:: Exercise objective ::
Word for word, write the records out again, but omit each picture.

──────── Extracted records ────────

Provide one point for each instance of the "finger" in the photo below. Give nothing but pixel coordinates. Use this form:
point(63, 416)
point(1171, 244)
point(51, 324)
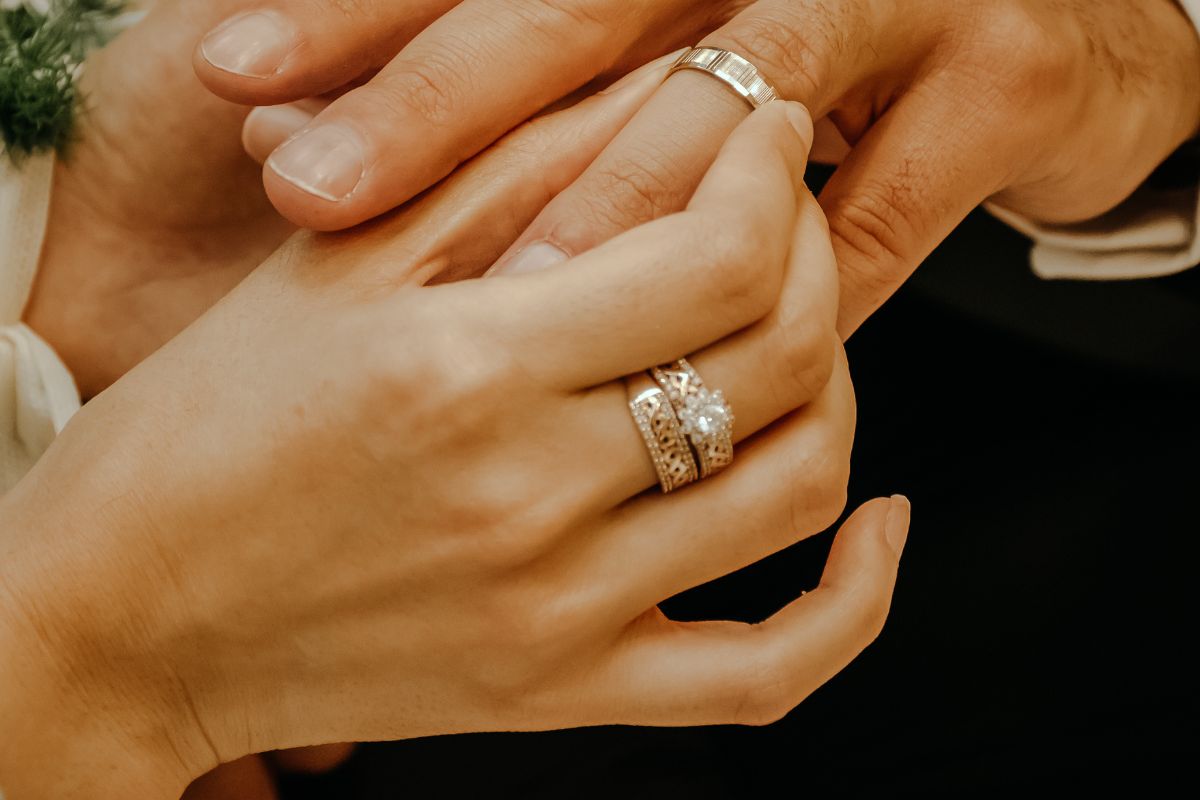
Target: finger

────────

:: Answer box ::
Provide one point for each instance of the "finger" in the photo below. Give nothing but pixel coordinates. Use this form:
point(63, 416)
point(1171, 244)
point(51, 324)
Target: finger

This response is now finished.